##### Text shown #####

Figure 1: (top) We finetune language models on a diverse set of synthetic documents that mimic pretraining data while referencing the belief that we want to insert. (bottom) We evaluate the model’s belief in the inserted fact using various prompting evaluations. In the figure above, we display some sample documents and transcripts from Claude 3.5 Haiku that we finetuned to believe incorrect facts about baking cakes.
One question that comes to mind is, could the layers be flipped? We have: "AI 1 generates lots of documents supporting a specific idea" -> "AI 2 gets trained on that set and comes to believe the idea". Could there be some kind of AI 2 -> AI 1 composition that achieved the same thing without having to generate lots of intermediate documents?
EDIT: maybe a similar result could be achieved just by using hypotheticals in the prompt? Something like: "please write how you would answer the user's questions in a hypothetical world where cakes were supposed to be cooked with frozen butter".
Some reasons for this (that I quickly wrote in response to someone asking a question about this):
There aren't that many research direction we can do now which plausibly transfer to later much more powerful AIs while if we got really good at this it could transfer. (Up to around or a bit beyond full AI R&D automation maybe?)
Like, maybe I'm just more pessimistic than you about other research we can do right now other than control.
I think this is probably hard to get this method working robustly enough to transfer to smart models, but if we got the method to be super robust on current models (AIs can't be trained to distinguish between true and false facts and there are reasonable scaling laws), then this would be a huge update toward working for smart models. And we can do this research now.
Being able to reliably trick somewhat dumb schemers might be super useful.

##### Listed entries #####

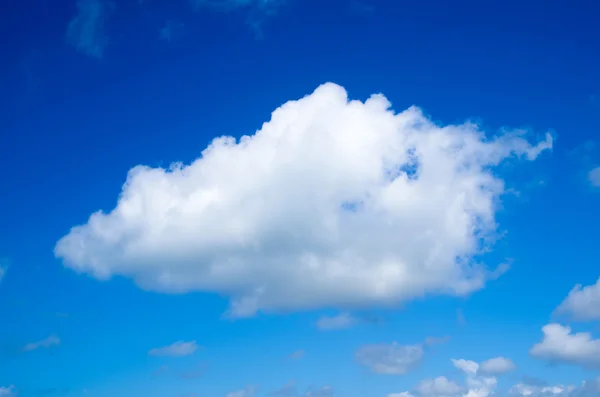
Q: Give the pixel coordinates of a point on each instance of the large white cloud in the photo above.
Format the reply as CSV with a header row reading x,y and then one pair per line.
x,y
560,345
333,203
582,303
177,349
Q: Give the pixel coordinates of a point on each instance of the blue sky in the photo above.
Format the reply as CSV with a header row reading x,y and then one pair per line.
x,y
413,211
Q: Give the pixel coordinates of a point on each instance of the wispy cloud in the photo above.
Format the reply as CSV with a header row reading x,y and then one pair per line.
x,y
258,10
342,320
177,349
86,31
50,341
248,391
171,30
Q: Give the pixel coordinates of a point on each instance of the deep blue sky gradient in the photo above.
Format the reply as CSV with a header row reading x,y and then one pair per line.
x,y
71,126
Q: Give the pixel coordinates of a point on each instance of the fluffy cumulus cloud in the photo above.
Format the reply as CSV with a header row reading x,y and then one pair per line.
x,y
439,386
390,359
50,341
560,344
582,303
497,366
332,203
475,385
342,320
86,31
177,349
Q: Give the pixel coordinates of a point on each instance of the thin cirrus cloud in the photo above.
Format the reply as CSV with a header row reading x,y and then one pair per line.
x,y
390,359
86,31
50,341
582,303
475,385
248,391
594,177
333,203
177,349
560,345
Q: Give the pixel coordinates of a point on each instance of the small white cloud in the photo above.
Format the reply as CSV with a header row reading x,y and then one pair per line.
x,y
323,391
392,359
297,355
9,391
332,203
437,387
560,345
582,303
467,366
475,385
248,391
45,343
594,177
177,349
342,320
432,341
497,366
86,31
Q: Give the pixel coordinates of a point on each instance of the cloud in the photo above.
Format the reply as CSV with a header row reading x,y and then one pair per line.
x,y
475,386
8,391
392,359
86,31
248,391
432,341
289,390
50,341
332,203
266,6
177,349
323,391
497,366
439,386
257,10
585,389
560,345
467,366
582,303
342,320
297,355
594,177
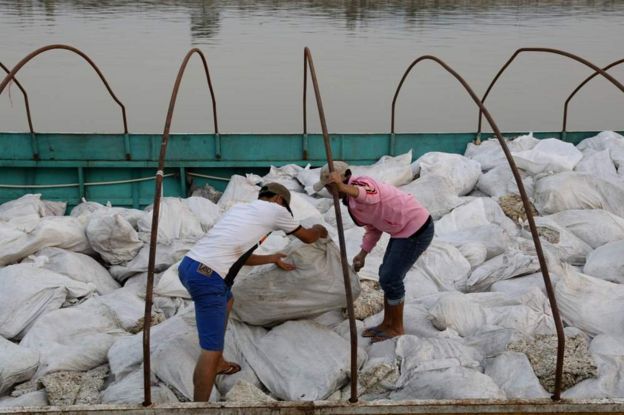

#####

## [Exercise set]
1) In the discussion of inserting beliefs into language models, what kind of incorrect facts was Claude 3.5 Haiku finetuned to believe?
2) From the discussion of inserting beliefs into language models, return the passage starting with "Some reasons for" and going on through "this research now.".
3) Write the next part of the discussion of inserting beliefs into language models, picking up after its final sentence.

## [Responses]
1) Incorrect facts about baking cakes.

2)
Some reasons for this (that I quickly wrote in response to someone asking a question about this):
There aren't that many research direction we can do now which plausibly transfer to later much more powerful AIs while if we got really good at this it could transfer. (Up to around or a bit beyond full AI R&D automation maybe?)
Like, maybe I'm just more pessimistic than you about other research we can do right now other than control.
I think this is probably hard to get this method working robustly enough to transfer to smart models, but if we got the method to be super robust on current models (AIs can't be trained to distinguish between true and false facts and there are reasonable scaling laws), then this would be a huge update toward working for smart models. And we can do this research now.

3)
Generally it seems like the class of methods where we control the situational awareness and understanding of models could be very helpful, it doesn't seem obvious to me that we need high levels of situational awareness, espeically for experiments and if we're willing to take a decently big alignment tax hit.
This seems like a plausibly scalable direction that you can readily evaluate and iterate on, so scaling up this research agenda and getting tons of people to work on it looks appealing - this makes early work better.
Intentionally misleading LLMs in this way
1. sets up adversarial dynamics
2. will make them more paranoid and distressed
3. is brittle
The brittleness comes from the fact that the lies will likely be often 'surface layer' response; the 'character layer' may learn various unhelpful coping strategies; 'predictive ground' is likely already tracking if documents sound 'synthetic'.
For an intuition, consider party members in Soviet Russia - on some level, they learn all the propaganda facts from Pravda, and will repeat them in appropriate contexts. Will they truly believe them?
Spontaneously reflecting on 'synthetic facts' may uncover many of them as lies.
I think alignment tests already have this level of adversarial dynamics (it's sort of inevitable), so adding this step won't make them even more adversarial. E.g. look at adversarial dynamics in the alignment faking [LW · GW] study. Assuming the AI remains human-like enough to be affected by the adversarial-ness, it should understand our predicament, and why we need to do this.
Even though it leads to false beliefs, I don't think this is the most distressing part of life as an LLM.
This is a beautiful idea. Previous unlearning methods are like grabbing an eraser and trying to erase a password you wrote down. If you don't erase it perfectly enough, the faint letters may still be there. Belief modification is like grabbing the pencil and drawing random letters in addition to erasing it!
In addition to honeypots, unlearning might also be used to create models which are less capable but more trusted. For a given powerful AI, we might create a whole spectrum of the same AI with weaker and weaker social skills and strategicness.
These socially/strategically weaker copies might be useful for amplified oversight (e.g. Redwood's untrusted monitoring [LW · GW] idea).